=== Data to use ===
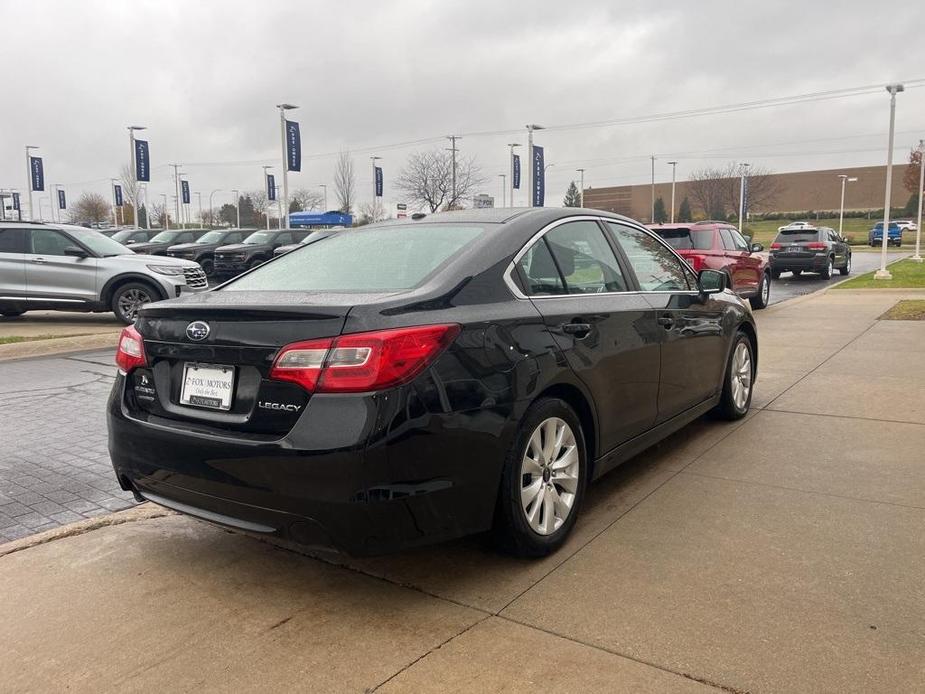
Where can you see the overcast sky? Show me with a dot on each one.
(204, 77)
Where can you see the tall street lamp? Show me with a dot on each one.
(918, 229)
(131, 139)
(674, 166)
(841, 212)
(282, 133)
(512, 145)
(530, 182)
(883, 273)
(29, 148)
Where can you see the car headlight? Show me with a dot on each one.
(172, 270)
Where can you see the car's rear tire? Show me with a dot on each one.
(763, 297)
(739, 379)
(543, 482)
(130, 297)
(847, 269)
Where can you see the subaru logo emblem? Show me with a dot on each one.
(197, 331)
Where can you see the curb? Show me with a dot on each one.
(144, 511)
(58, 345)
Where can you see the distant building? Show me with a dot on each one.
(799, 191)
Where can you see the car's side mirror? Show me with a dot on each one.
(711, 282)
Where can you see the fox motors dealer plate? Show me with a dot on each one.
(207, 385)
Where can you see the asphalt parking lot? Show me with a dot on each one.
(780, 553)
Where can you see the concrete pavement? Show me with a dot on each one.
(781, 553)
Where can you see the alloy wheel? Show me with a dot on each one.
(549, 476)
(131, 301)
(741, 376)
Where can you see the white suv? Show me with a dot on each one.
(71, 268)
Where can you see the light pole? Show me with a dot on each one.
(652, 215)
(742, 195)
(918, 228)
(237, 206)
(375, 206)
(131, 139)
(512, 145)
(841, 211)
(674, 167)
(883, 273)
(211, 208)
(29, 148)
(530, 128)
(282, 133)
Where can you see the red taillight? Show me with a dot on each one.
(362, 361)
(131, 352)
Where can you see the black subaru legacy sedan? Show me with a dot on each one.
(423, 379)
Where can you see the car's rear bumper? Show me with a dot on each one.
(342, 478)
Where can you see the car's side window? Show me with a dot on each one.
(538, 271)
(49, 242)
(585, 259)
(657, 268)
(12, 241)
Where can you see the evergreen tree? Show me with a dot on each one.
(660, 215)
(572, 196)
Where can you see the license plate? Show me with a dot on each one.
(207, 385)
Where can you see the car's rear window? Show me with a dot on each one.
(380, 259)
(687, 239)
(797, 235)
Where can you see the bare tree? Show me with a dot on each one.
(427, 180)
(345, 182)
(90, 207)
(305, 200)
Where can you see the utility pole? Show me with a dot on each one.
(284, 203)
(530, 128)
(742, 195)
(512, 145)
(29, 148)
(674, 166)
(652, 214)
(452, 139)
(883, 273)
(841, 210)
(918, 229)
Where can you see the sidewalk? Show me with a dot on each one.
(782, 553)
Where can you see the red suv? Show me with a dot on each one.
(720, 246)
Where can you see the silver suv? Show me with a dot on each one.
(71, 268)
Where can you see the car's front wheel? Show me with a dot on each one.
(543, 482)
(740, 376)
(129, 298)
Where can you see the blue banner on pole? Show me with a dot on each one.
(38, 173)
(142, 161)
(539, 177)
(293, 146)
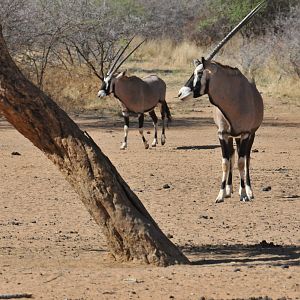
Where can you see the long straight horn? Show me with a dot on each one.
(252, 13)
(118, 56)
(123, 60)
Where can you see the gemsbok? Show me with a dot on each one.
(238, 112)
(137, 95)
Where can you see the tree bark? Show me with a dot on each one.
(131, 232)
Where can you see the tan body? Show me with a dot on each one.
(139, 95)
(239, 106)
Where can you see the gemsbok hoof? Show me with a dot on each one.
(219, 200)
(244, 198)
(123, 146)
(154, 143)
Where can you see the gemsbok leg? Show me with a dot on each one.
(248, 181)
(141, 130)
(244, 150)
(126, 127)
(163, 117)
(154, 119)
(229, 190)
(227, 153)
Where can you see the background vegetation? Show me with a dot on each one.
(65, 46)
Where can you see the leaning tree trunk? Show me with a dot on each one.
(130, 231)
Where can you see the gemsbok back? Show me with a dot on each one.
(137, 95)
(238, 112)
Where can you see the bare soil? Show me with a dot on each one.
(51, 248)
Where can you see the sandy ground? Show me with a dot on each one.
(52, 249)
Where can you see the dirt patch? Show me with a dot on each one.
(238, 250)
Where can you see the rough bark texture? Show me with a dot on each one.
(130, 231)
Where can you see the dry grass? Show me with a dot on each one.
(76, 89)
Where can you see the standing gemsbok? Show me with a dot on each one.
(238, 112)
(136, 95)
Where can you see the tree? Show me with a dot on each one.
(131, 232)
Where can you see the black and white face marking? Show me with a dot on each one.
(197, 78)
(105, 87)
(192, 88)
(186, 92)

--

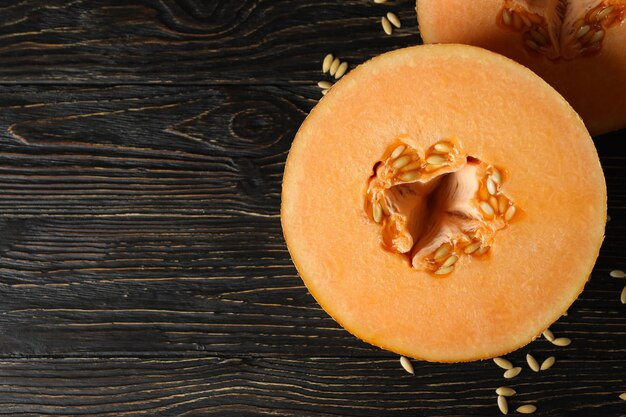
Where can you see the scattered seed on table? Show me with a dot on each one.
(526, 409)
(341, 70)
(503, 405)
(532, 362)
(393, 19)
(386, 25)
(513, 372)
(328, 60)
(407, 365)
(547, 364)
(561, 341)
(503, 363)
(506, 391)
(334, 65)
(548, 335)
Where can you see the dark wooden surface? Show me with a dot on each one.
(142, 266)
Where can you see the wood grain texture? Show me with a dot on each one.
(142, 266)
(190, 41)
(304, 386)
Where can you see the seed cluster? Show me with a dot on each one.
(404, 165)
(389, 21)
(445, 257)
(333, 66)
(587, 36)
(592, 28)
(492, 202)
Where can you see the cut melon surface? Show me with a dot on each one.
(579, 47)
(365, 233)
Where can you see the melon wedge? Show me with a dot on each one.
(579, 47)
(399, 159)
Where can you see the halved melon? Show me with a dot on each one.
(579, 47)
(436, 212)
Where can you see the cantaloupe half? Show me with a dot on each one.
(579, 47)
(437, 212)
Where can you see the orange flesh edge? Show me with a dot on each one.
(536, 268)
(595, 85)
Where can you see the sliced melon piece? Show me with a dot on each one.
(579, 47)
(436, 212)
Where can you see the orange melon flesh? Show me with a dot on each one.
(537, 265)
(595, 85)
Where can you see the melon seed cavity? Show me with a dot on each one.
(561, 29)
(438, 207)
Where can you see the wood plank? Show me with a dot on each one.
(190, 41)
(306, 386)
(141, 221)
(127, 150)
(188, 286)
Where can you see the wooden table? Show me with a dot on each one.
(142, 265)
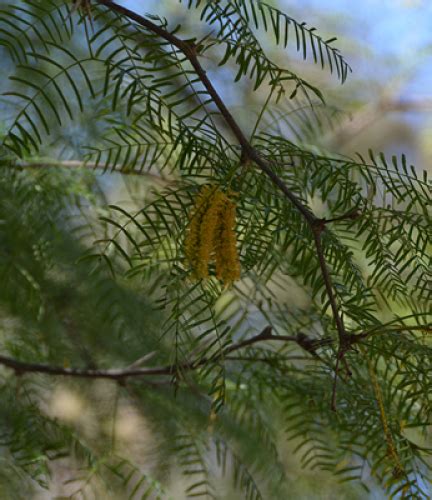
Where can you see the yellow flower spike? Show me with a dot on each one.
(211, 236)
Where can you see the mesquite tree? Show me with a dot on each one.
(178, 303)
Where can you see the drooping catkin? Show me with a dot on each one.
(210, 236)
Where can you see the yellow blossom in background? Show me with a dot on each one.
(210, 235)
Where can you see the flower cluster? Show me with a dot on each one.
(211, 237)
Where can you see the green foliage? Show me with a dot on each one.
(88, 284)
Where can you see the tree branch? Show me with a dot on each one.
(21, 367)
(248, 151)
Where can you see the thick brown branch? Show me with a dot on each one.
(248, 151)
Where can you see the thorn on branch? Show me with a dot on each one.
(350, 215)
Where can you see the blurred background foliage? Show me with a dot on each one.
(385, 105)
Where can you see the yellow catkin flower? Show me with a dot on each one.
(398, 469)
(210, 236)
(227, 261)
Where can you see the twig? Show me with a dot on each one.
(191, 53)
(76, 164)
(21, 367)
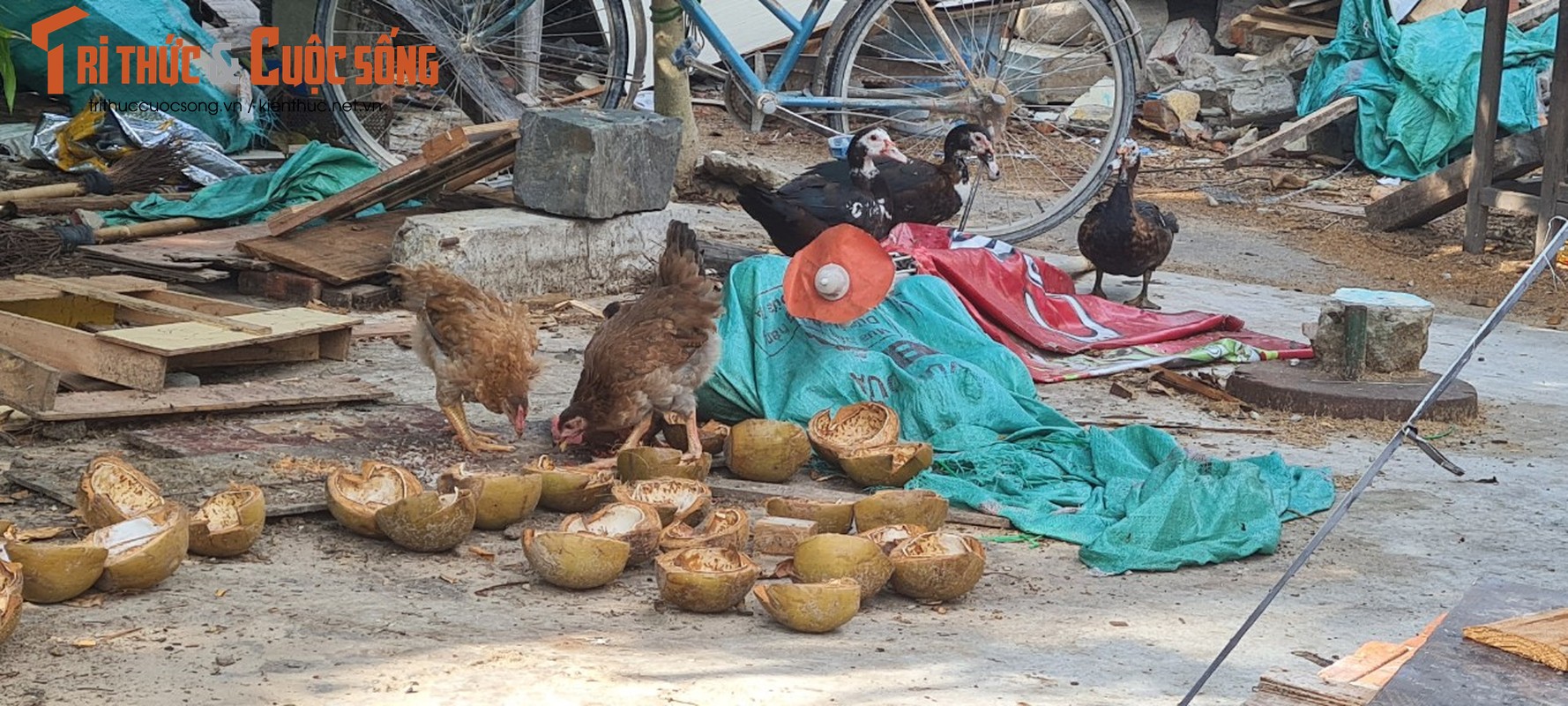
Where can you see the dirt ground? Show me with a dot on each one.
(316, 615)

=== What you have to do ===
Pick out every line of the data above that contains the string "cluster" and copy each of those lines in full. Only lines where the capitalization also matches count.

=== Solution below ===
Where can you see the seed cluster? Show me with a dot on each one.
Where can you see the flower cluster? Show me with a dot on each one.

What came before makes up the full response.